__Input data__

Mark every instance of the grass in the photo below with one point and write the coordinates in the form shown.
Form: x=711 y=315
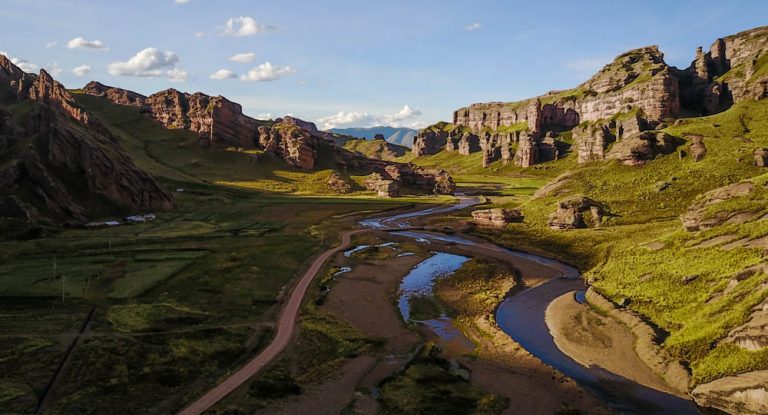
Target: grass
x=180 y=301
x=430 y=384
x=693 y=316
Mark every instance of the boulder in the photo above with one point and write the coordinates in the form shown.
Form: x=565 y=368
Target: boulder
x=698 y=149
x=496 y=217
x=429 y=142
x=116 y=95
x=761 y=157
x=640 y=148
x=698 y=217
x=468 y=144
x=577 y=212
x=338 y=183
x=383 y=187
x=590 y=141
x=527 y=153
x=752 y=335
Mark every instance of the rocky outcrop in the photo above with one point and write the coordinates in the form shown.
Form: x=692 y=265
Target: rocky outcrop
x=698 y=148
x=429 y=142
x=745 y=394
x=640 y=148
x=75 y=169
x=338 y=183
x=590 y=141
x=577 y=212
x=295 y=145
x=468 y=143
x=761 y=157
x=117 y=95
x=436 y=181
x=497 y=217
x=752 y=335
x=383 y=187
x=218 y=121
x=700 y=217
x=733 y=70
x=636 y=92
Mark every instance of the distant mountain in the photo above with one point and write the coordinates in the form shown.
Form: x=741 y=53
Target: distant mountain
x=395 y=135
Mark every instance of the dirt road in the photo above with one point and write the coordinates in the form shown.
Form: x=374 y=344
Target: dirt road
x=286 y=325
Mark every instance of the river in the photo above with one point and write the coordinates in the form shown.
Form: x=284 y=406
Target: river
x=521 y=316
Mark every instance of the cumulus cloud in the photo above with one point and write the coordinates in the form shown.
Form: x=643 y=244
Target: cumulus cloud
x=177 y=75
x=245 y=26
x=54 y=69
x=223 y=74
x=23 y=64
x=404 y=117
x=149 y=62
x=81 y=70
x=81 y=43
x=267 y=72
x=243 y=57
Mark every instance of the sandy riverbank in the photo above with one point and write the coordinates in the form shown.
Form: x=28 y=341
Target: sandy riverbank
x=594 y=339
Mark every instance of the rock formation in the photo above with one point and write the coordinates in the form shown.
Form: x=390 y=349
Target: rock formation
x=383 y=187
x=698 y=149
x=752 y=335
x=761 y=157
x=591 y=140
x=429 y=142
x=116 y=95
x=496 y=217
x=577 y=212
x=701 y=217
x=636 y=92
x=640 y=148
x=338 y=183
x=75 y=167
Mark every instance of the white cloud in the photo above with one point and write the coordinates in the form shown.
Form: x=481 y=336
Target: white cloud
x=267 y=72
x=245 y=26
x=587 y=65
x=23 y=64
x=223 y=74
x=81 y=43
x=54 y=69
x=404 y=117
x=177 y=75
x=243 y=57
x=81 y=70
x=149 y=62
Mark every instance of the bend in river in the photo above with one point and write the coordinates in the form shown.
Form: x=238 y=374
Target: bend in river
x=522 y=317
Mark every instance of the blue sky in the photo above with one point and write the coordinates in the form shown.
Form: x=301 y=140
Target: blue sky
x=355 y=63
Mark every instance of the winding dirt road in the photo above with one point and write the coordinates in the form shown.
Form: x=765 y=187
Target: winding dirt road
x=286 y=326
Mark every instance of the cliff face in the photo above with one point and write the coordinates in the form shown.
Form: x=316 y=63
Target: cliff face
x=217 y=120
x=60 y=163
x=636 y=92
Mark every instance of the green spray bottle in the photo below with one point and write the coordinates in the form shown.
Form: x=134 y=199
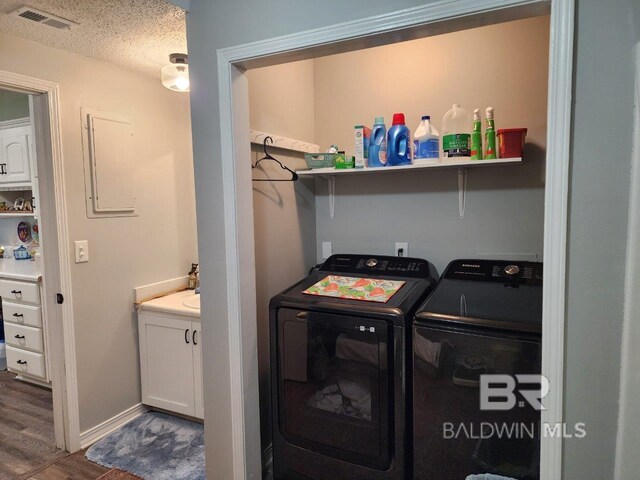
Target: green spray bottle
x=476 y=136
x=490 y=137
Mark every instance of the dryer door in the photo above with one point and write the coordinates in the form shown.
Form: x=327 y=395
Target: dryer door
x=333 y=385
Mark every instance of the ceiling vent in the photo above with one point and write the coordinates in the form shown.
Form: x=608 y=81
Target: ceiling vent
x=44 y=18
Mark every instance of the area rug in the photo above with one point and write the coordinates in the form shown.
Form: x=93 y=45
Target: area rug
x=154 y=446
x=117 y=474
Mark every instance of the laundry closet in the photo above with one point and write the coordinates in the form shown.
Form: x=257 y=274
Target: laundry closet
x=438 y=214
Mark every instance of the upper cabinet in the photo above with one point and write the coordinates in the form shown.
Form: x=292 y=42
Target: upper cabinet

__Task brief__
Reproduce the entire listing above, substituting "a single point" for "one point" at every occurrence and changing nothing else. Leave the pictures out of your answer.

__Complete output__
Mark every instance of the grass in the photo below with a single point and write the coordinates in the form shown.
Form: x=711 y=315
Target: grass
x=180 y=301
x=430 y=384
x=693 y=316
Mark every instance of the boulder in the photo above with a single point and write the coordinates in the form shown.
Form: x=565 y=368
Target: boulder
x=698 y=149
x=496 y=217
x=429 y=142
x=116 y=95
x=761 y=157
x=640 y=148
x=698 y=217
x=468 y=144
x=577 y=212
x=338 y=183
x=383 y=187
x=590 y=141
x=527 y=153
x=752 y=335
Mark every instance of the rocky outcrop in the photo above with a single point and write the coordinates in the form shown.
Form: x=692 y=265
Target: rocky outcrop
x=698 y=148
x=429 y=142
x=745 y=394
x=640 y=148
x=75 y=169
x=338 y=183
x=590 y=141
x=577 y=212
x=295 y=145
x=468 y=143
x=761 y=157
x=117 y=95
x=436 y=181
x=497 y=217
x=752 y=335
x=383 y=187
x=218 y=121
x=700 y=217
x=733 y=70
x=636 y=92
Mark every instance of the distant mountain in the photo above with a single point and write the coordinates in the form shown.
Form: x=741 y=53
Target: distant mountain
x=395 y=135
Mark every instance of the dirt road in the photo above with a single point and write the coordinates in the form shown.
Form: x=374 y=344
Target: dirt road
x=286 y=325
Mark every instance of the river in the photo above with a single point and write the coordinates in the form shown.
Form: x=284 y=406
Target: river
x=521 y=316
Mark every instance of the cumulus cloud in the photo above with a single point and write the coordinates in the form shown.
Form: x=643 y=244
Target: cumulus cloud
x=177 y=75
x=245 y=26
x=54 y=69
x=223 y=74
x=23 y=64
x=404 y=117
x=149 y=62
x=81 y=70
x=81 y=43
x=267 y=72
x=243 y=57
Mark every instance of the sandy riverbank in the photo above with a single point and write the coordinates in the form shown.
Form: x=28 y=341
Target: sandy riverbank
x=594 y=339
Mark every instance of the rock formation in the photo above with a single point and write the coordinates in the form shown.
Form: x=390 y=349
Target: rock formation
x=383 y=187
x=698 y=149
x=752 y=335
x=761 y=157
x=591 y=140
x=429 y=142
x=116 y=95
x=496 y=217
x=577 y=212
x=701 y=217
x=636 y=92
x=640 y=148
x=338 y=183
x=75 y=167
Mark every instance of the white cloud in the photo above with a single point and write the coordinates in the form shown.
Form: x=481 y=336
Target: white cloud
x=267 y=72
x=245 y=26
x=587 y=65
x=23 y=64
x=223 y=74
x=81 y=43
x=54 y=69
x=404 y=117
x=177 y=75
x=243 y=57
x=81 y=70
x=149 y=62
Mark every instance of the bend in river in the photo above with a single point and write the coordinates in the form shown.
Form: x=238 y=374
Target: bend in river
x=522 y=317
Mark every instance of the blue sky in the photo above with a single point and write the coordinates in the form shown.
Form: x=301 y=140
Target: blue sky
x=355 y=63
Mark every instance of the winding dirt road in the photo above with a single point and write the coordinates in the form shown.
Form: x=765 y=187
Target: winding dirt road
x=286 y=326
Mark every instance of the cliff face in the photo above with a single point and write the coordinates in the form shown.
Form: x=316 y=63
Target: cliff face
x=217 y=120
x=60 y=163
x=636 y=92
Mark every instance of the green spray bottle in the photo below with a single point and write the coordinates in the form shown.
Form: x=134 y=199
Target: green spray bottle
x=476 y=136
x=490 y=137
Mark every instance of the dryer door in the photo above with a single point and write the coordinates in the form shown.
Form: x=327 y=395
Target: dryer door
x=333 y=385
Mark every instance of the ceiling vent in the photo above with a single point and write the coordinates in the form shown.
Form: x=608 y=81
Target: ceiling vent
x=44 y=18
Mark every instance of the area rug in the photo above with a single point and write the coordinates in the form shown.
Form: x=93 y=45
Target: area rug
x=154 y=446
x=117 y=474
Mark every instance of the laundry closet in the photo above with a single point and write the coordinates in the form shown.
Form: x=257 y=274
Target: laundry closet
x=438 y=214
Mark every instance of the upper cabinet in the photo above with a single point and write the coordinates in the form shown.
Form: x=292 y=42
Target: upper cabinet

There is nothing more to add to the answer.